### DOCUMENTO

ItsArt, Netflix e i fichi secchi
È stata recentemente annunciata dalla stampa la nascita della nuova società “ItsArt”, ossia la famosa “Netflix della cultura” di cui il ministro Franceschini ha parlato ampiamente sin dai primi decreti della scorsa primavera.
Pochi giorni fa il sito Key4Biz ha pubblicato un’accurata analisi (https://www.key4biz.it/si-chiamera-itsart-svelato-il-nome-della-netflix-italiana-della-cultura/338417/) a cura di Angelo Zacconte Teodosi, Presidente di IsICult (Istituto italiano per l’Industria Culturale) che mostra la presenza di diverse ombre sulla vicenda e sull’intero progetto. Per riassumere: poco prima di Natale 2020, è stata costituita una società, denominata ItsArt, tra Cassa Depositi e Prestiti e la piattaforma di distribuzione Chili. Il primo dubbio è su che base si sia scelta questa società, visto che è stata designata dal ministero per assegnazione diretta e non tramite bando o gara d’appalto, come prassi vorrebbe in presenza di un committente pubblico. Ma andiamo con ordine, senza pregiudizi, e valutiamo la situazione.
Parlare di una “Netflix della cultura”, oasi redditizia di fruizione di contenuti artistici, è certamente bello, ma tra il dire e il fare c’è di mezzo il mare, specie in un ambito come questo. L’idea di poter replicare, con contenuti diversi, il successo di una struttura come Netflix (e i suoi milioni di clienti paganti) è sicuramente attraente; ma la storia è piena di idee geniali vincenti seguite da tentativi di imitazione completamente fallimentari. Perchè un progetto funzioni, infatti, non basta l’idea: serve conoscere il mercato, posizionarsi in modo univoco, stimare la risposta, pianificare e sperare che non intervengano fattori imprevisti, come un concorrente imprevisto o una variazione tecnologica.

### MATERIALE ESTRATTO
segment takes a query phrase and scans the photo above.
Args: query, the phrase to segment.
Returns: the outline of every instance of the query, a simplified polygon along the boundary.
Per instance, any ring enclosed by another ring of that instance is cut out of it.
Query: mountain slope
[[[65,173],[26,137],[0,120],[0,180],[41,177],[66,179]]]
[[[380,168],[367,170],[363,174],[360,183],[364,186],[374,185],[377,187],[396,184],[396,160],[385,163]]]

### COSA SI CHIEDE
• 1. Secondo l'articolo su ItsArt, che cosa serve perché un progetto funzioni, oltre all'idea? Elenca tutte le cose indicate.
• 2. Metti in forma di tabella Markdown tutte le righe del Blocco 1, con le colonne «Numero» e «Riga». Tralascia le righe vuote.
L'articolo e le righe provengono da fonti diverse.

### LE RISPOSTE
• 1.
- Conoscere il mercato
- Posizionarsi in modo univoco
- Stimare la risposta
- Pianificare
- Sperare che non intervengano fattori imprevisti

• 2.
| Numero | Riga |
|---|---|
| 1 | segment takes a query phrase and scans the photo above. |
| 2 | Args: query, the phrase to segment. |
| 3 | Returns: the outline of every instance of the query, a simplified polygon along the boundary. |
| 4 | Per instance, any ring enclosed by another ring of that instance is cut out of it. |
| 5 | Query: mountain slope |
| 6 | [[[65,173],[26,137],[0,120],[0,180],[41,177],[66,179]]] |
| 7 | [[[380,168],[367,170],[363,174],[360,183],[364,186],[374,185],[377,187],[396,184],[396,160],[385,163]]] |